---------- DATA FOR THIS EXERCISE

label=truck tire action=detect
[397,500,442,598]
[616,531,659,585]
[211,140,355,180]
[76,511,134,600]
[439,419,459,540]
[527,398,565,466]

--------------------
---------- DATA FOR THIS EXERCISE

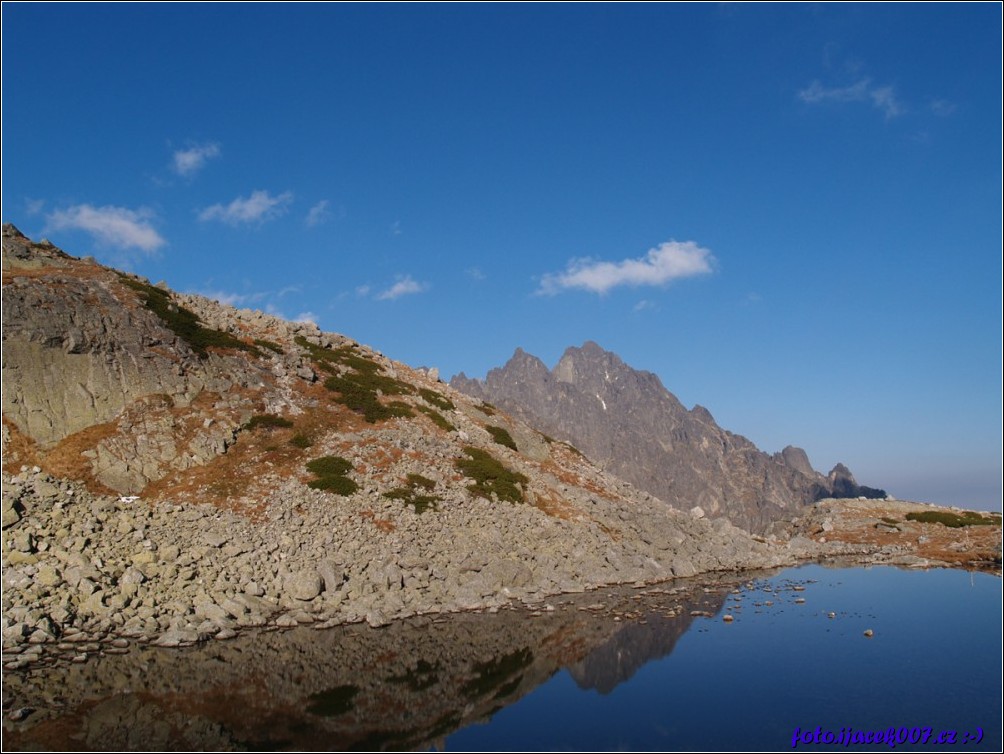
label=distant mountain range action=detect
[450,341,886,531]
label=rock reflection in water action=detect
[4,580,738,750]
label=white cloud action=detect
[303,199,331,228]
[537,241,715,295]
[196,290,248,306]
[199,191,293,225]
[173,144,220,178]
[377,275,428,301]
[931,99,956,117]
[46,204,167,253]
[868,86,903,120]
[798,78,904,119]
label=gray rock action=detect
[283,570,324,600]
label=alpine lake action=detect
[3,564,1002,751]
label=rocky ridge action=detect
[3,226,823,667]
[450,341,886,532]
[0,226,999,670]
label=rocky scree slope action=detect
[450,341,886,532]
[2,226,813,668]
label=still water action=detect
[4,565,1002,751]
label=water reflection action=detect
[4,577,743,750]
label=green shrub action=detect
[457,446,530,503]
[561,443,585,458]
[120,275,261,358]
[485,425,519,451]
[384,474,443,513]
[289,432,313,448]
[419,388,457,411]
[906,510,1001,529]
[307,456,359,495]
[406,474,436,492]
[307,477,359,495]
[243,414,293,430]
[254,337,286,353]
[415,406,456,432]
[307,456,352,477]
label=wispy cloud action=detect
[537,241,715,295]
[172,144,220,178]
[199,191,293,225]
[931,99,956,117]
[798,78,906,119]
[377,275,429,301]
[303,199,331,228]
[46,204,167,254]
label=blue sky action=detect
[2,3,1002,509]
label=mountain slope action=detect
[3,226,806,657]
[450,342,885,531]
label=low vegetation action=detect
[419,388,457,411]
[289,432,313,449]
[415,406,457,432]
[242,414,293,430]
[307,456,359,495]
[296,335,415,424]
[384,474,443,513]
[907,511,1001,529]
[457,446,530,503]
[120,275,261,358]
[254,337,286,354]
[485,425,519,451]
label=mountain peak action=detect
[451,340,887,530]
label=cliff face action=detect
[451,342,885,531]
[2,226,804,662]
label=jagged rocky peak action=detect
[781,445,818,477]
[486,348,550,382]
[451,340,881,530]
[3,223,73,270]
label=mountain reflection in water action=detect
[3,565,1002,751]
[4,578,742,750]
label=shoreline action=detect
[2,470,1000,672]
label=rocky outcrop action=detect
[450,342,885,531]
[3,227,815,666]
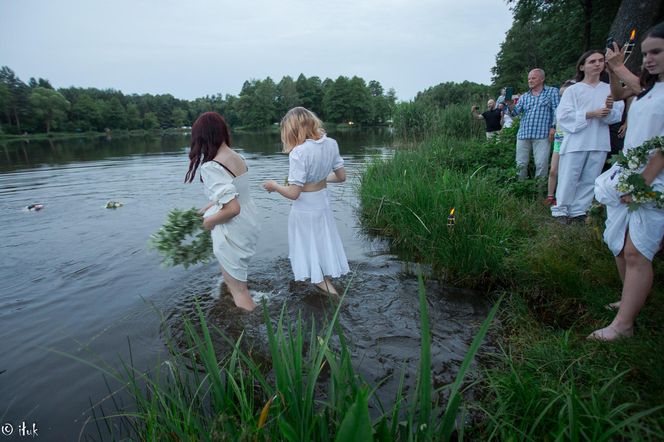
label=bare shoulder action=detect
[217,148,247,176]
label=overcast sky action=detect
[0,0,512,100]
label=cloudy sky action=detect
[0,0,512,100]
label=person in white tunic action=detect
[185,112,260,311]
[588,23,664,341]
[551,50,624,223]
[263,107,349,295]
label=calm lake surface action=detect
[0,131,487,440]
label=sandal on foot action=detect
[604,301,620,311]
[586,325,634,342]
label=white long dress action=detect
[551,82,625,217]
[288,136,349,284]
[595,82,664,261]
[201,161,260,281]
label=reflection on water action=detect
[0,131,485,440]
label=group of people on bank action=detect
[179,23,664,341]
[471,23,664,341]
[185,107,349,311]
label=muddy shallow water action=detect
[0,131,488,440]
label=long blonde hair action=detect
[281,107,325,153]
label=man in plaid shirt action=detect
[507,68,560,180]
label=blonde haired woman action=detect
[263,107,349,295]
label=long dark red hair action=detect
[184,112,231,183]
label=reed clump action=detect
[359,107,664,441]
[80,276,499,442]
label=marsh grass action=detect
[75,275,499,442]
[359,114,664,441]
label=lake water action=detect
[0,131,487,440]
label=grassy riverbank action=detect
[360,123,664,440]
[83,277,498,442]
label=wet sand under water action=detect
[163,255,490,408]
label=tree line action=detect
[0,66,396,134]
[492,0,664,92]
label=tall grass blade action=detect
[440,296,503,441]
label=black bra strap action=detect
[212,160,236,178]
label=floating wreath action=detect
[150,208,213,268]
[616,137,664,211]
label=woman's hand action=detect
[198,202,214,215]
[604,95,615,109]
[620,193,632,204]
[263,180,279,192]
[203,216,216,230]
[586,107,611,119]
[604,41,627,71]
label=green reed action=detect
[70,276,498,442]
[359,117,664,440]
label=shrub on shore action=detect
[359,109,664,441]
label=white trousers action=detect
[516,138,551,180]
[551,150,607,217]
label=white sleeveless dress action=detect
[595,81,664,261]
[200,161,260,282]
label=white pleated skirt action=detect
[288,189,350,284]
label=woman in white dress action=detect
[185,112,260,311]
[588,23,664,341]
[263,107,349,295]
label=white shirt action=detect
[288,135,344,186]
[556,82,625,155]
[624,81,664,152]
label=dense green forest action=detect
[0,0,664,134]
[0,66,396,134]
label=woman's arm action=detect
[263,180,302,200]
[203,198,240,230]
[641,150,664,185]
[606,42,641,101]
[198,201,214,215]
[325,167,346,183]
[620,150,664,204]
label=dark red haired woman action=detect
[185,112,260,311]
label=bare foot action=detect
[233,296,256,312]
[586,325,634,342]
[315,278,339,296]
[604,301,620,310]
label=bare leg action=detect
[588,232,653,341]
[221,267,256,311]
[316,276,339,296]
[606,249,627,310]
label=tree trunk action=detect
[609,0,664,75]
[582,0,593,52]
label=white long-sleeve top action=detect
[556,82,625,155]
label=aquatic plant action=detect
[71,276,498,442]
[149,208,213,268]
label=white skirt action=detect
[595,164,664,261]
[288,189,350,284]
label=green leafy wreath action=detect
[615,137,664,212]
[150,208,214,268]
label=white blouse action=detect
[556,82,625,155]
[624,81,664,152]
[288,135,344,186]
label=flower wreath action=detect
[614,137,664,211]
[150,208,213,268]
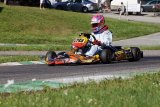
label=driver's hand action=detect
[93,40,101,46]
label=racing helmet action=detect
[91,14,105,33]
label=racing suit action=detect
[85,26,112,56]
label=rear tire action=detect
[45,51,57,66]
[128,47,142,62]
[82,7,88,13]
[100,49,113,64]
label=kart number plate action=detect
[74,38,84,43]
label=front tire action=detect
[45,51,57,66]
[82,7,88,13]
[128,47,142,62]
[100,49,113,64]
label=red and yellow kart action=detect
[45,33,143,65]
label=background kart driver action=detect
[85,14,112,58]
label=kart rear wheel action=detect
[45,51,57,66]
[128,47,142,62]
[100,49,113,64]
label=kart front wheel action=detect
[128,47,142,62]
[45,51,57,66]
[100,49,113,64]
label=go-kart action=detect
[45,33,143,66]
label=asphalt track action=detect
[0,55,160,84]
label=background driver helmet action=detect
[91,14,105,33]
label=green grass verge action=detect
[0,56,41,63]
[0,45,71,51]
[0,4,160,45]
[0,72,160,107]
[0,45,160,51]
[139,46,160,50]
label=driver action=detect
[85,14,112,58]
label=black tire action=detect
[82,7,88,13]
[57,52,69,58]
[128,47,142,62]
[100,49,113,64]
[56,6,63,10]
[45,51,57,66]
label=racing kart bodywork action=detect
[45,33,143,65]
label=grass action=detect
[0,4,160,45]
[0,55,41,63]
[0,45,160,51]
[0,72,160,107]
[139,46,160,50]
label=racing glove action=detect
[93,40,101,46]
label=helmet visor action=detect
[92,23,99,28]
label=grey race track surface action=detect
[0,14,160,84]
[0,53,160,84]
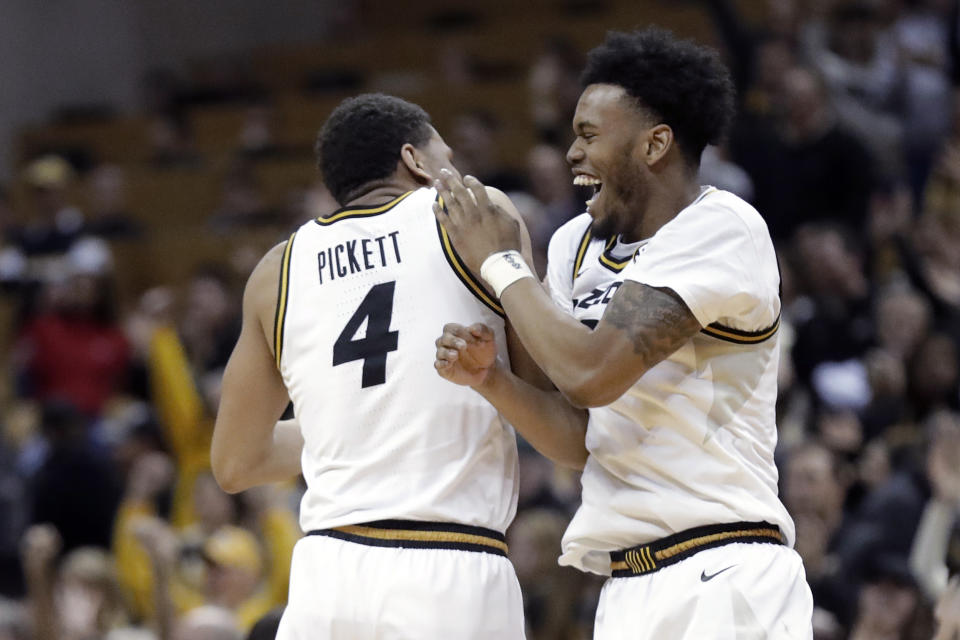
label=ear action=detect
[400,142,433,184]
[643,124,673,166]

--------------------
---------- DATA FOR THIS EXERCISE

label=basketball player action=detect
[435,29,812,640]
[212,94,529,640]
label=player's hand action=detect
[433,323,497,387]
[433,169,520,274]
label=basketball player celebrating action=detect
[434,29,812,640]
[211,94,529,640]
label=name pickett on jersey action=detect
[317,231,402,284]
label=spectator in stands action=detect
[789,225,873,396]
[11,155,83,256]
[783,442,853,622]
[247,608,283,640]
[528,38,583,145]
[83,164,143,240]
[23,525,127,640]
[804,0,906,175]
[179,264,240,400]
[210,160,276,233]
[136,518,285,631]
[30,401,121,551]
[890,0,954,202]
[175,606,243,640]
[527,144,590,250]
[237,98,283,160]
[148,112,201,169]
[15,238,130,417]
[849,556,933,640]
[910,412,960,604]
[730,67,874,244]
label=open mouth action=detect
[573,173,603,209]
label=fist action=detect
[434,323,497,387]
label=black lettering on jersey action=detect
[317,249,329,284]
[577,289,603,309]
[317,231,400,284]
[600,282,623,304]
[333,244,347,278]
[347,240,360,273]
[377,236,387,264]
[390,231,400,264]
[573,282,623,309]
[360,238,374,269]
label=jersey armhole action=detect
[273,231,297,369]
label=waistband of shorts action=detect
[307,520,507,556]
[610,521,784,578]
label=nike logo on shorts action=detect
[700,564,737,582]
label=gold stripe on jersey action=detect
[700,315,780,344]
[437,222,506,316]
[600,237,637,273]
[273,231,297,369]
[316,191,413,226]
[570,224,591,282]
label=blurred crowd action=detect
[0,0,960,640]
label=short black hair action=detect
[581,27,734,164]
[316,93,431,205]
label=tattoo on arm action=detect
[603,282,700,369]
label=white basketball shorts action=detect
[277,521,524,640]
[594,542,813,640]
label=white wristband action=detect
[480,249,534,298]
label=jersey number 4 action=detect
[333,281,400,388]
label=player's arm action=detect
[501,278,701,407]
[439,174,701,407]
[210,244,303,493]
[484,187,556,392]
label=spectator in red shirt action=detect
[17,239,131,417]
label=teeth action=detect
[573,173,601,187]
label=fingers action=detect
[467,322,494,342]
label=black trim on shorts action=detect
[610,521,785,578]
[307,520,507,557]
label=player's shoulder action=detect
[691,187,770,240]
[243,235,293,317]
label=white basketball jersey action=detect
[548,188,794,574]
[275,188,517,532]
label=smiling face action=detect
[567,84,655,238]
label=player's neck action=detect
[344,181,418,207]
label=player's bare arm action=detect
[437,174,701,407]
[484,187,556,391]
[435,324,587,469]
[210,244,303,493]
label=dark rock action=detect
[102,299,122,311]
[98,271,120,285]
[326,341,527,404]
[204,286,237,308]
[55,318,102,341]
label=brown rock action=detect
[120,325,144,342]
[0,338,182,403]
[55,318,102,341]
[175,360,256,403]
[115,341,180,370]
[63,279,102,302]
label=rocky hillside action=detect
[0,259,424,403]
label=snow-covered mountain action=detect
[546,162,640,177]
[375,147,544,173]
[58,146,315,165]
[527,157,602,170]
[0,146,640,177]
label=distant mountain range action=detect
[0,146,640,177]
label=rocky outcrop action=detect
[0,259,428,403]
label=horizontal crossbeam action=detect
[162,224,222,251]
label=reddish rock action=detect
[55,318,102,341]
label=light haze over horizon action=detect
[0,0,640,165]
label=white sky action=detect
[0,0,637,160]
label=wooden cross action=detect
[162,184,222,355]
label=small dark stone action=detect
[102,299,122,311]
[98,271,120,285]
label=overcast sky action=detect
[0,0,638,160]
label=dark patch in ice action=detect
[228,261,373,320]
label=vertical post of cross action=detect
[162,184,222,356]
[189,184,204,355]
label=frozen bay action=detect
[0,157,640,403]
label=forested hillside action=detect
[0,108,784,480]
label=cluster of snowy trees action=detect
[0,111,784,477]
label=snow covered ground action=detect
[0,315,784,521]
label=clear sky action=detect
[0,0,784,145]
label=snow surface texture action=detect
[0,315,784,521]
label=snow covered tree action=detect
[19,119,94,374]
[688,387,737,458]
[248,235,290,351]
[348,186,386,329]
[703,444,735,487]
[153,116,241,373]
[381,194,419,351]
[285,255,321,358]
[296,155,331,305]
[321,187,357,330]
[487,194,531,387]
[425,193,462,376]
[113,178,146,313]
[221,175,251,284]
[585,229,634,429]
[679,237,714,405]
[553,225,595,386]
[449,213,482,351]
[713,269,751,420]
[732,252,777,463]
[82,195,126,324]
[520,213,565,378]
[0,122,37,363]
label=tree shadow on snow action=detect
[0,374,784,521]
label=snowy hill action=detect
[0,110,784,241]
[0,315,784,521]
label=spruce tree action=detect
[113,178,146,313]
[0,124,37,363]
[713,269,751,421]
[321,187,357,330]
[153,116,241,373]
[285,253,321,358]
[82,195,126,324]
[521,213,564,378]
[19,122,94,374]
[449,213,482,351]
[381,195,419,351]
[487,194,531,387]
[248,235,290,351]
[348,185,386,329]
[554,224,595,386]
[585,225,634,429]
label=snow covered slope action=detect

--------------------

▶ _THE PROBLEM_: Output the items from the line that contains "label=driver action=detect" through the line that contains "[0,53,160,84]", unchanged and with both of those lines included.

▶ _TASK ANSWER_:
label=driver action=detect
[85,14,112,58]
label=black tire action=detect
[82,7,88,13]
[57,52,69,58]
[128,47,142,62]
[100,49,113,64]
[56,6,63,10]
[45,51,57,66]
label=racing kart bodywork action=detect
[45,33,143,65]
label=grass action=detect
[0,4,160,45]
[0,55,41,63]
[0,45,160,51]
[0,72,160,107]
[139,46,160,50]
label=racing glove action=detect
[93,40,101,46]
label=helmet visor action=detect
[92,23,99,28]
label=grey race track surface action=detect
[0,14,160,84]
[0,53,160,84]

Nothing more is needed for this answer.